DOCUMENT SEGMENT
Chamber Music society celebrates Schubert

By Nicolas Colombant

JAKARTA (JP): The cast of the Yayasan Musik Internasional
chamber music society reads like the classical music version of
the Globetrotters: Coming soon to a recital hall near you.

Lead violinist I.G. Bagus Wiswakarma is unpacking his bags and
publicly showcasing his talents in Jakarta for the first time
after seven years in Germany, of which the last two were spent as
principal second violinist for the Hamburg Symphony Orchestra.

Artistic coordinator Iswargia R. Sudarno is flying in from
France after a two-week European tour with the Trisutji Kamal
Music Ensemble, which took him from Italy to Sweden, and before
that he was performing solo in Bangkok, Thailand.

Pianist Halimah Brugger is performing her swan song, before
she embarks on a new career as associate piano professor at the
state university in Boise, Idaho.

If all planes land, nine regular members and newcomer Bagus
will reunite tonight to perform an all-Schubert instrumental
chamber music program at Gedung Kesenian, Jakarta.

This is the second of two concerts in the "Schubertiade"
series presented by the chamber society to celebrate the second
centenary of Franz Schubert's birth.

The first was an all-Schubert vocal program presented at
Erasmus Huis on Oct. 31.

MATERIAL
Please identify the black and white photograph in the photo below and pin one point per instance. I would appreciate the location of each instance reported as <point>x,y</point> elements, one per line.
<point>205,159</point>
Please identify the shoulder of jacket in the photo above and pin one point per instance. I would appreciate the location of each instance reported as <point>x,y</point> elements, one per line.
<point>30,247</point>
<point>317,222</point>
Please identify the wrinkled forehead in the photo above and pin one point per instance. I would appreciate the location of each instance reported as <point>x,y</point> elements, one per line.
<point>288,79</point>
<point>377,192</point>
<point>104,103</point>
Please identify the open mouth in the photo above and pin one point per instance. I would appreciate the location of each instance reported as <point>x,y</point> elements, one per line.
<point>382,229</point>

==

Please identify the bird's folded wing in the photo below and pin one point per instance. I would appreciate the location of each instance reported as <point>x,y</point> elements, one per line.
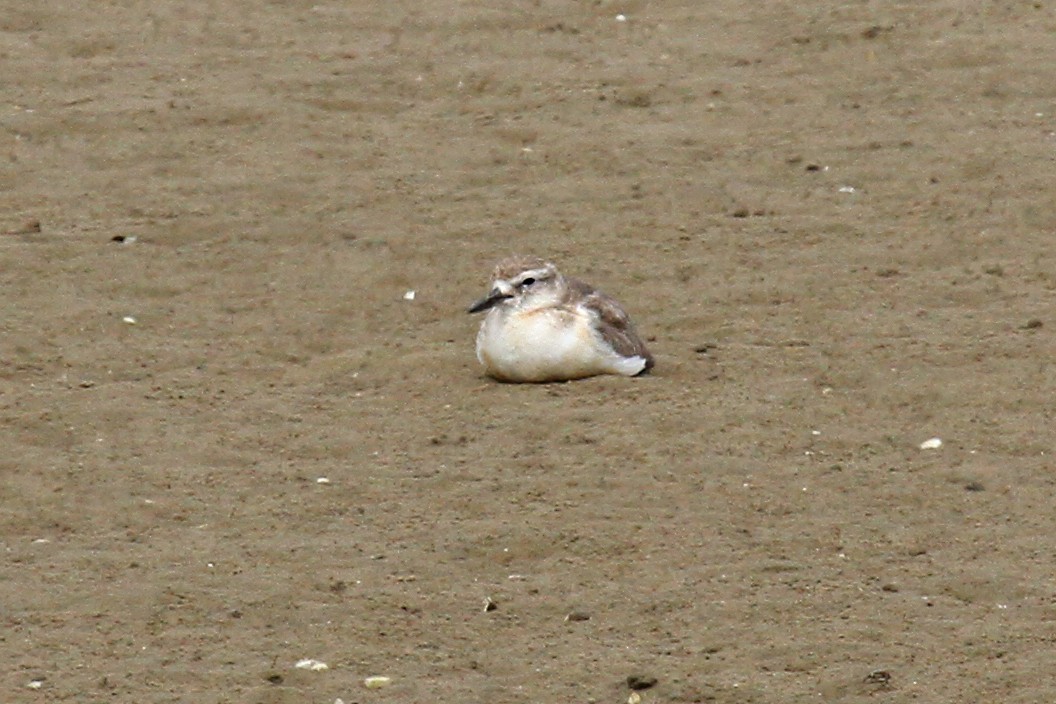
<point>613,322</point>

PROBLEM DESCRIPTION
Continue the article on the chamber music society's Schubert concerts from its last sentence. The listing was taken from a different source than the article.

TASK RESPONSE
The Austrian composer died at the age of 31, leaving behind
him the reputation of an introvert, roaming sentimentalist.

During his time, he performed mostly as an accompanist on the
piano, entertaining the 19th century elite Viennese society with
lyrical and romantic music. His specialty was turning the finest
poems of German literature into long sonatas.

Schubert was also known to write melodies on napkins in cafes
of the Austrian capital, for a beautiful girl just passing by, or
to reawaken a memory which tortured his soul.

He was a troubled idealist who dreamed of pastoral scenes with
virgin shepherdesses running through fields of edelweiss.

But since his death, especially in the last 50 years,
Schubert's stature has grown. His Unfinished Symphony is now
recognized as a part and parcel of the basic classical music
repertoire alongside Beethoven's Fifth.

Schubert left behind him more than 600 compositions, covering
all the genres and many themes such as the unfulfilled, the
circle and the cycle, pantheism and the triumph of death.

To reflect this versatility, the Yayasan Musik Internasional
chamber music society will be performing four pieces, starting
with a somber Notturno and ending with a triumphant quintet.

Notturno in E-flat Major Opus 148 will feature Halimah Brugger
on piano, Sulistyo Utomo on cello and Bagus on violin. For Bagus,
it will be his first performance with the chamber group, after
spending the last decade in Germany under the tutelage of the
violin's very best, Yehudi Menuhin.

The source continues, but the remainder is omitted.